▸ **HOW TO COMPLETE THIS TASK**:
Below is a set of entries. Reproduce exactly the lines from the one containing "Look at the photo above. For every instance of the white" through the end, both included.

**** MATERIAL SUPPLIED

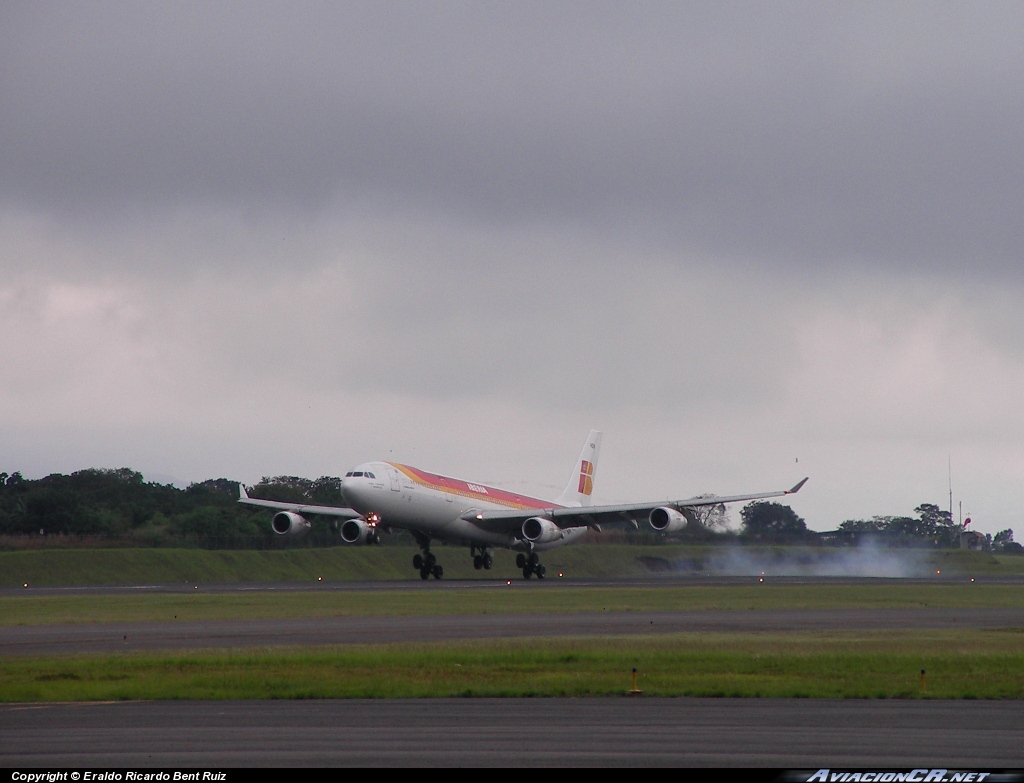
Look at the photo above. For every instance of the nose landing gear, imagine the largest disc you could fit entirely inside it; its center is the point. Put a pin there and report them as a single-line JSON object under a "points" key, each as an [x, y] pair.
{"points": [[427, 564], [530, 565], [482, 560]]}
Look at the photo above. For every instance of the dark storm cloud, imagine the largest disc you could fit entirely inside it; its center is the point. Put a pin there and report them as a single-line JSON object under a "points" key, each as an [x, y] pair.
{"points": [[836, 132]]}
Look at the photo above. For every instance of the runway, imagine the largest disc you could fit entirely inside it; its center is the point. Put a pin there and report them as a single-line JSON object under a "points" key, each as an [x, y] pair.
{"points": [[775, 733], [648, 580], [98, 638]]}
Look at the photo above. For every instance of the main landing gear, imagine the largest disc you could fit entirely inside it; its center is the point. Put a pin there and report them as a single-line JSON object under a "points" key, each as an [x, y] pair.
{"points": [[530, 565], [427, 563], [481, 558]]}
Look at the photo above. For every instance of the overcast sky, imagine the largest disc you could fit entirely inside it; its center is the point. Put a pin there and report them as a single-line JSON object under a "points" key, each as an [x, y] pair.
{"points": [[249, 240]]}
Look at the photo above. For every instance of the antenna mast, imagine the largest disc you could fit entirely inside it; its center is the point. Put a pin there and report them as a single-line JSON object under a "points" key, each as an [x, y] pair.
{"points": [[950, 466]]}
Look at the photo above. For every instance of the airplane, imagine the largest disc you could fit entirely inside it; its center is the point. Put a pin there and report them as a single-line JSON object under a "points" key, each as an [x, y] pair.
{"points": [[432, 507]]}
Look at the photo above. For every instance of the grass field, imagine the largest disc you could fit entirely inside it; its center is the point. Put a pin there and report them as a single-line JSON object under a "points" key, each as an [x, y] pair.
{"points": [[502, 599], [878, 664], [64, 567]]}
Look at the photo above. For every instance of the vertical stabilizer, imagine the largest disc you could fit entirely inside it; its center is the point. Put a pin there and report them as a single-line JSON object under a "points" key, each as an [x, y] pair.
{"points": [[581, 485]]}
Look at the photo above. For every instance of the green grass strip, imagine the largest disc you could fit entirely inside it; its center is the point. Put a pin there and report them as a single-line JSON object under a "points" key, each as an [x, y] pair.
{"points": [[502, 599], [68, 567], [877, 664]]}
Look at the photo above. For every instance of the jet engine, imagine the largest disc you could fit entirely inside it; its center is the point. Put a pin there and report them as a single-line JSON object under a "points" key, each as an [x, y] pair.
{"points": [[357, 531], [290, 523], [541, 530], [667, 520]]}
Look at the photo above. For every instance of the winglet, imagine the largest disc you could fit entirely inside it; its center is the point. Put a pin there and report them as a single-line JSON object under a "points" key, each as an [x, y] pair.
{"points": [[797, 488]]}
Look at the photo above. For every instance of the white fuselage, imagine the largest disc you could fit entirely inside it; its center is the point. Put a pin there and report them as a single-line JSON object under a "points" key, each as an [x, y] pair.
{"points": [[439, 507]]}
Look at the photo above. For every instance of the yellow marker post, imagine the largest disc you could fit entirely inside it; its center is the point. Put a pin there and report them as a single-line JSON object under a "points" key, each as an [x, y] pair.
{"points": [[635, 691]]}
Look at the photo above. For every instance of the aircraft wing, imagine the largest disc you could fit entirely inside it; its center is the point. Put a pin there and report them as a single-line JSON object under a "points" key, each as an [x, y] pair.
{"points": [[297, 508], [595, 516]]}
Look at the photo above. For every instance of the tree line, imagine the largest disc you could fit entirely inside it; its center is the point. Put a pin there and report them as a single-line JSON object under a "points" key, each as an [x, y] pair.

********

▸ **WRITTEN RESPONSE**:
Look at the photo above. For every instance of the white fuselage, imagine the largest disc you could fit entirely inside it; its center is the point. Put a pin there and report them as a single-line JSON object under a "points" key, each as an [x, y] pair.
{"points": [[439, 507]]}
Look at the photo above. For every instance of the yellow marker post, imagine the largest disc you could fit entirely inside it; its center is the point. Put a pin there and report them as a single-line JSON object under a "points" key, each as an [x, y] pair.
{"points": [[635, 691]]}
Look at the photo above. For every instance of the aircraft wing, imagine the largest disc you could fit entirely inside it; its center is the point. Put a pin there and report them as a single-line JSON object under a "points" key, each as an [x, y] pair.
{"points": [[297, 508], [595, 516]]}
Look at the photo above. For every instance of the tree line, imagine the largest disc you could fit entirely inside it; its center is the point. Put a pin there and report them as a single-line JSON object under a "points" key, each as an [x, y] pair.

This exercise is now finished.